Challenge: Could you rewrite the material from its start through the line containing "0,114 -> 98,263", both ends included, adding 13 to every coordinate in the answer boxes and leaving all other lines unchanged? Omit the pictures.

Collection entries:
....
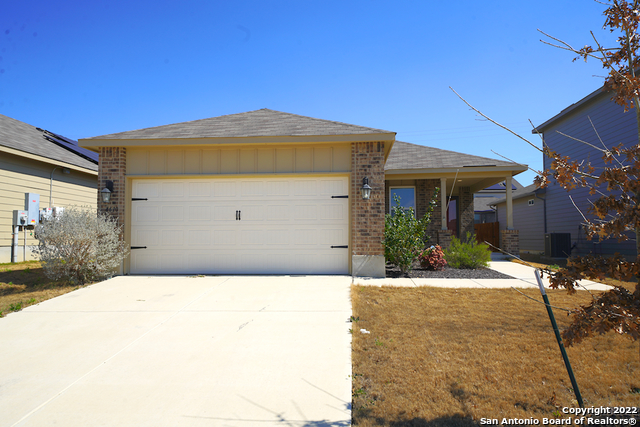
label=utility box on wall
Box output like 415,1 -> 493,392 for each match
12,211 -> 29,227
24,193 -> 40,226
544,233 -> 571,258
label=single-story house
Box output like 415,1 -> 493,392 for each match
80,109 -> 526,277
533,84 -> 638,258
492,184 -> 546,254
0,114 -> 98,263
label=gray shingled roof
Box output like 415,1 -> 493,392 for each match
473,197 -> 500,212
0,114 -> 98,171
384,141 -> 517,170
86,108 -> 392,139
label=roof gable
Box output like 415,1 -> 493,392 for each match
86,108 -> 393,139
0,114 -> 98,171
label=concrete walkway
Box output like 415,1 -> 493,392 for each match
0,261 -> 608,427
0,276 -> 351,427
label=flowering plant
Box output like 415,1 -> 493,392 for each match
418,245 -> 447,270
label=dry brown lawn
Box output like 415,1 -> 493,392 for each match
351,285 -> 640,427
0,261 -> 77,317
512,254 -> 637,292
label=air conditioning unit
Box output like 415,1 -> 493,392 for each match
544,233 -> 571,258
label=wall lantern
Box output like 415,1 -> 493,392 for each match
100,181 -> 113,203
361,176 -> 371,200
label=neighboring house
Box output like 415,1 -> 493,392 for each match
80,109 -> 526,277
473,179 -> 522,224
0,114 -> 98,262
533,89 -> 638,257
493,184 -> 546,254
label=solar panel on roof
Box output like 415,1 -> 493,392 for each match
36,128 -> 98,164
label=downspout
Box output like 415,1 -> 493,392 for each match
533,191 -> 547,234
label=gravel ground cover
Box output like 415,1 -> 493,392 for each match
386,265 -> 513,279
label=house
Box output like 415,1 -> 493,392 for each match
0,114 -> 98,262
533,84 -> 638,257
80,109 -> 526,277
492,184 -> 546,254
473,178 -> 523,224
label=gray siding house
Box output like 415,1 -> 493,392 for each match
492,184 -> 546,253
533,89 -> 638,256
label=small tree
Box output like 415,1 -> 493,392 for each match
383,188 -> 438,274
444,232 -> 491,270
34,208 -> 128,285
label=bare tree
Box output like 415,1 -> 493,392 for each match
452,0 -> 640,345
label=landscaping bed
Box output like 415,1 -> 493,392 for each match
386,265 -> 513,279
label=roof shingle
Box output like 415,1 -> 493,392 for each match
86,108 -> 392,139
0,114 -> 98,171
384,141 -> 517,170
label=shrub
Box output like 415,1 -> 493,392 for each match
383,188 -> 438,274
418,245 -> 447,270
444,233 -> 491,269
34,207 -> 128,285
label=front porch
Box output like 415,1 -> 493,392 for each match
385,141 -> 526,255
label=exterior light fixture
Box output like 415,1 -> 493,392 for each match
100,181 -> 113,203
361,176 -> 371,200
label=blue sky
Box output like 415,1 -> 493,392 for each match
0,0 -> 612,185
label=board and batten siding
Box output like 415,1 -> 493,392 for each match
0,152 -> 98,263
127,144 -> 351,175
544,94 -> 638,256
496,195 -> 544,253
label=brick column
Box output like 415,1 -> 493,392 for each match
98,147 -> 127,226
438,230 -> 453,249
458,187 -> 475,241
350,142 -> 386,277
500,230 -> 520,256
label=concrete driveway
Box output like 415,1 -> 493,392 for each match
0,276 -> 351,427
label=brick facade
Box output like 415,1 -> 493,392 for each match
350,142 -> 387,256
500,230 -> 520,256
432,230 -> 453,249
98,147 -> 127,231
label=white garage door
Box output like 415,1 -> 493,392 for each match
131,177 -> 349,274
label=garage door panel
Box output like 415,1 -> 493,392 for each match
293,204 -> 318,221
213,206 -> 238,221
187,229 -> 213,246
131,228 -> 160,246
189,181 -> 213,198
131,178 -> 349,274
160,229 -> 185,247
187,204 -> 212,222
131,203 -> 160,225
263,180 -> 291,198
133,180 -> 160,198
213,180 -> 237,198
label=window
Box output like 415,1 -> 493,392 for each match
389,187 -> 416,213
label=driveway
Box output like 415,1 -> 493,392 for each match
0,276 -> 351,427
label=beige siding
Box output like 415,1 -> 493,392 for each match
0,153 -> 98,251
127,144 -> 351,175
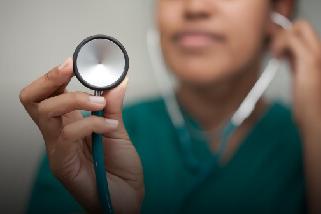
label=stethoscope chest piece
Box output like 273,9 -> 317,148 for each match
73,35 -> 129,91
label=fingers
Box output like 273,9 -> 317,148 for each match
38,92 -> 106,118
20,58 -> 73,106
292,20 -> 321,54
60,116 -> 118,142
272,21 -> 321,59
103,77 -> 128,139
272,28 -> 307,58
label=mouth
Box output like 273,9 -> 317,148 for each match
173,31 -> 225,50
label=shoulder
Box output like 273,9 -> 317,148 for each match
123,97 -> 167,129
259,102 -> 300,140
255,102 -> 302,161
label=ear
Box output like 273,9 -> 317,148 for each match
267,0 -> 297,48
272,0 -> 296,19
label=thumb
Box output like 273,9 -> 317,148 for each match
103,77 -> 128,138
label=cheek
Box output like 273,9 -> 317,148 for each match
158,0 -> 269,84
227,0 -> 269,68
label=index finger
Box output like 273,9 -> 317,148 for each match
20,58 -> 73,104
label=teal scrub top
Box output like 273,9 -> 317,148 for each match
27,98 -> 306,214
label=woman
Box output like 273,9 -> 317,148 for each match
20,0 -> 321,213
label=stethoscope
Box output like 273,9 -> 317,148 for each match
147,12 -> 292,209
73,13 -> 292,213
73,35 -> 129,213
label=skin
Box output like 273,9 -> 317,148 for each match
20,0 -> 321,213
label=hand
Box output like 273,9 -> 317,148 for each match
20,59 -> 144,213
273,21 -> 321,213
272,21 -> 321,127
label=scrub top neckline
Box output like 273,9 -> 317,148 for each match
176,102 -> 278,174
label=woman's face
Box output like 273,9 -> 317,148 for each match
157,0 -> 271,85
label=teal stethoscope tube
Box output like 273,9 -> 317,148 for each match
92,111 -> 113,214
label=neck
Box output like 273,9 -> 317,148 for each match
177,63 -> 264,130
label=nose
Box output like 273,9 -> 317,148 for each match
184,0 -> 212,20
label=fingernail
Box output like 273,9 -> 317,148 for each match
105,119 -> 118,128
89,96 -> 105,104
58,58 -> 72,71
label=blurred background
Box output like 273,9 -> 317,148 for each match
0,0 -> 321,213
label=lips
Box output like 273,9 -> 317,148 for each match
173,31 -> 224,50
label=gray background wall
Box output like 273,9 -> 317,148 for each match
0,0 -> 321,213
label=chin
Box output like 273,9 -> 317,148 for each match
171,59 -> 238,86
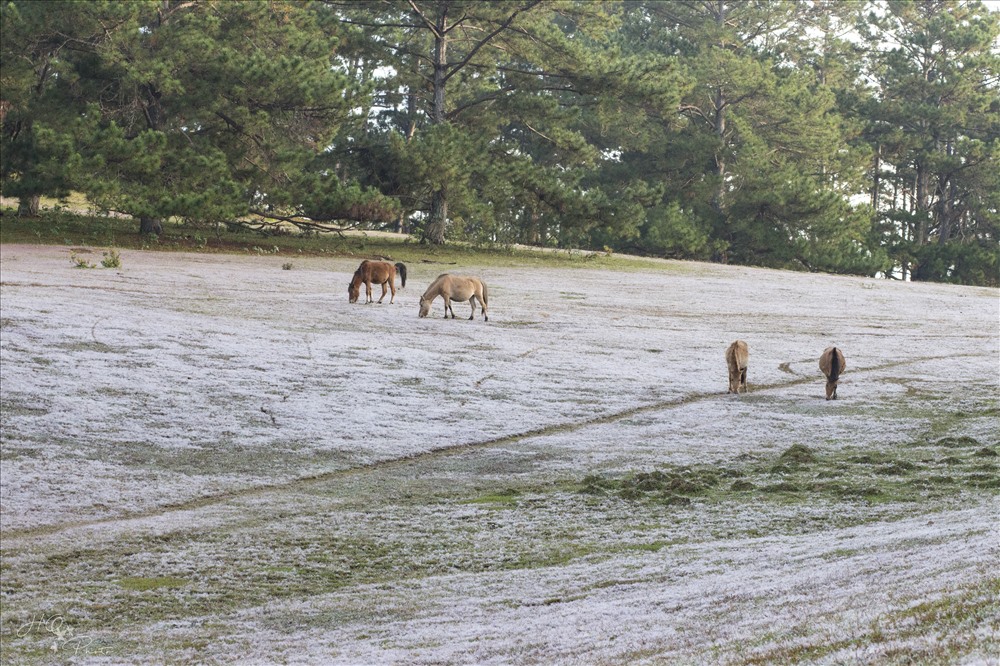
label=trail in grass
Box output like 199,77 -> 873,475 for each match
4,354 -> 978,548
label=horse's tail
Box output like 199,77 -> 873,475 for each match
827,347 -> 840,382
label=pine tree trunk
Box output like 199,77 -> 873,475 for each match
424,3 -> 448,245
424,190 -> 448,245
17,194 -> 42,217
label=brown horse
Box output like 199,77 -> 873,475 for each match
726,340 -> 750,393
819,347 -> 847,400
420,273 -> 490,321
347,259 -> 406,305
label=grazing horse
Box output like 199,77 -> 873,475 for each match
819,347 -> 847,400
347,259 -> 406,305
726,340 -> 750,393
420,273 -> 490,321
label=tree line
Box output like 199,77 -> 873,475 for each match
0,0 -> 1000,285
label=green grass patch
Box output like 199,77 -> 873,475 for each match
577,438 -> 1000,504
0,208 -> 672,272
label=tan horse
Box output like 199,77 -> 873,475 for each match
726,340 -> 750,393
819,347 -> 847,400
420,273 -> 490,321
347,259 -> 406,305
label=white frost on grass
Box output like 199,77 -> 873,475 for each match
0,246 -> 1000,664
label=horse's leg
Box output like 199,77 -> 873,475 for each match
472,294 -> 490,321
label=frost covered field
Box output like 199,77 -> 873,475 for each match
0,245 -> 1000,664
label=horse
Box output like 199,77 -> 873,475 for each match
819,347 -> 847,400
726,340 -> 750,393
419,273 -> 490,321
347,259 -> 406,305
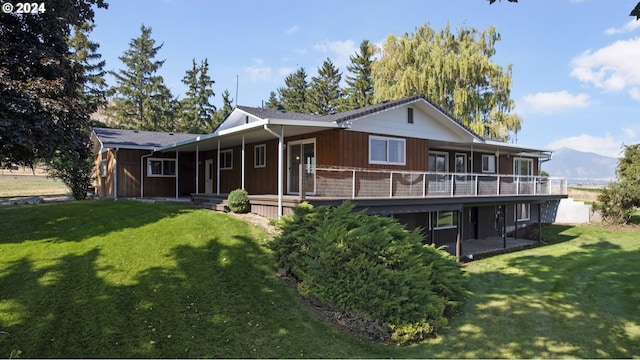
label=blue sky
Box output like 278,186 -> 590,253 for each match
91,0 -> 640,157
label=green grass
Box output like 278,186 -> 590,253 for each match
0,201 -> 640,358
0,174 -> 69,197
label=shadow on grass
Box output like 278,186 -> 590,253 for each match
0,225 -> 370,358
0,201 -> 191,244
442,238 -> 640,358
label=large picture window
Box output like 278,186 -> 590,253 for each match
253,144 -> 267,168
220,150 -> 233,170
147,159 -> 176,177
482,155 -> 496,174
369,136 -> 406,165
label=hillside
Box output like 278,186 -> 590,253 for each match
542,148 -> 618,185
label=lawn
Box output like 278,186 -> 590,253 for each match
0,201 -> 640,358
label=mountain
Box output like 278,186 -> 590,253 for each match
542,148 -> 618,185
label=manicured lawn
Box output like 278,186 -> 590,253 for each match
0,201 -> 640,358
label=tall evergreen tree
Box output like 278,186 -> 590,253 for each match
307,58 -> 342,115
212,89 -> 233,130
278,67 -> 309,113
180,58 -> 216,133
264,91 -> 284,110
342,40 -> 375,110
107,25 -> 175,131
372,24 -> 522,140
0,0 -> 107,198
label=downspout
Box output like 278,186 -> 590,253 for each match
140,150 -> 155,198
196,143 -> 200,194
263,124 -> 284,218
240,135 -> 245,190
113,148 -> 120,201
176,148 -> 180,200
216,139 -> 220,195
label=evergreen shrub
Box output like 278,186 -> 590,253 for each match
227,189 -> 251,214
270,201 -> 466,344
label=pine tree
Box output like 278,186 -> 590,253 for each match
180,58 -> 216,133
212,89 -> 233,130
342,40 -> 375,110
307,58 -> 342,115
107,25 -> 176,131
278,67 -> 309,113
264,91 -> 284,110
372,24 -> 522,140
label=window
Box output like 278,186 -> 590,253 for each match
429,152 -> 449,172
482,155 -> 496,173
253,144 -> 267,167
455,154 -> 467,173
514,204 -> 531,221
100,160 -> 109,177
147,159 -> 176,177
434,211 -> 458,229
220,150 -> 233,170
369,136 -> 406,165
513,158 -> 533,176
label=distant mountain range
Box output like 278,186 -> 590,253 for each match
542,148 -> 618,185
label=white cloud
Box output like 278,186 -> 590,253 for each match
547,133 -> 623,157
313,40 -> 359,67
284,25 -> 300,35
604,19 -> 640,35
522,90 -> 591,114
244,59 -> 271,81
571,37 -> 640,98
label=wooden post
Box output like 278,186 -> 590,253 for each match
298,161 -> 307,201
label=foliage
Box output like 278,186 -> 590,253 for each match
227,189 -> 251,214
106,25 -> 178,131
271,202 -> 465,343
0,0 -> 107,167
594,144 -> 640,224
343,40 -> 375,110
372,24 -> 522,140
307,58 -> 342,115
180,58 -> 216,133
278,67 -> 309,113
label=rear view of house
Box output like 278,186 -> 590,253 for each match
94,96 -> 566,258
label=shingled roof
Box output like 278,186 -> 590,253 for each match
93,127 -> 198,150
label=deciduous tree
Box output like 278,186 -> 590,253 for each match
372,24 -> 522,140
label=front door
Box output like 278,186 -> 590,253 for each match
204,159 -> 214,194
287,139 -> 316,194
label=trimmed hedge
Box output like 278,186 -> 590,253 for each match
270,202 -> 466,344
227,189 -> 251,214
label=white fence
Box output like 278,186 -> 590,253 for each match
315,167 -> 567,199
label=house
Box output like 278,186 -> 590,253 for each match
94,95 -> 566,258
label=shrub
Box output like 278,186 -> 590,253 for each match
227,189 -> 251,214
270,202 -> 466,344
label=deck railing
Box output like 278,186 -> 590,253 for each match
315,167 -> 567,199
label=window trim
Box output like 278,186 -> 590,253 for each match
218,149 -> 233,170
513,203 -> 531,222
147,158 -> 178,177
480,154 -> 497,174
427,151 -> 449,173
369,135 -> 407,166
433,210 -> 458,230
253,144 -> 267,168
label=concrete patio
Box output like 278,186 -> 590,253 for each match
446,236 -> 540,260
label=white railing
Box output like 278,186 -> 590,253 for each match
315,167 -> 567,199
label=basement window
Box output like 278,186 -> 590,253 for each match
147,159 -> 176,177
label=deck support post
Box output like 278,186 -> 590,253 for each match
456,208 -> 462,263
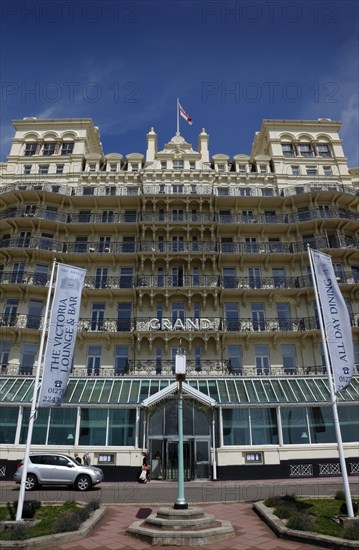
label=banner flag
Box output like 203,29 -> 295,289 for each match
310,249 -> 354,392
38,263 -> 86,407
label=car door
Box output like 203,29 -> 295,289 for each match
51,455 -> 76,484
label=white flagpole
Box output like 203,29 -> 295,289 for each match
16,260 -> 56,521
308,245 -> 354,518
176,98 -> 179,135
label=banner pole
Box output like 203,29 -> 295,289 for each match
307,248 -> 354,518
16,259 -> 56,521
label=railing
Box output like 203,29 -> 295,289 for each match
0,181 -> 359,201
0,271 -> 359,290
0,207 -> 359,224
0,313 -> 359,335
0,359 -> 359,379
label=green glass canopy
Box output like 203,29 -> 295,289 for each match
0,377 -> 359,407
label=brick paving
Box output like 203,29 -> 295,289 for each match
51,502 -> 318,550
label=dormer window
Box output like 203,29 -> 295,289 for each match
61,141 -> 74,157
42,141 -> 56,157
24,142 -> 37,157
299,143 -> 313,158
282,143 -> 295,157
317,143 -> 332,158
172,159 -> 184,170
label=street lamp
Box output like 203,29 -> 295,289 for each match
173,348 -> 188,510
....
Completed task:
label=utility box on wall
Box output like 415,1 -> 493,392 for each match
25,224 -> 42,240
37,206 -> 53,239
557,246 -> 584,271
label=single-story house
Box output like 415,1 -> 493,392 for each match
93,122 -> 539,290
546,97 -> 651,271
505,197 -> 559,267
13,127 -> 111,276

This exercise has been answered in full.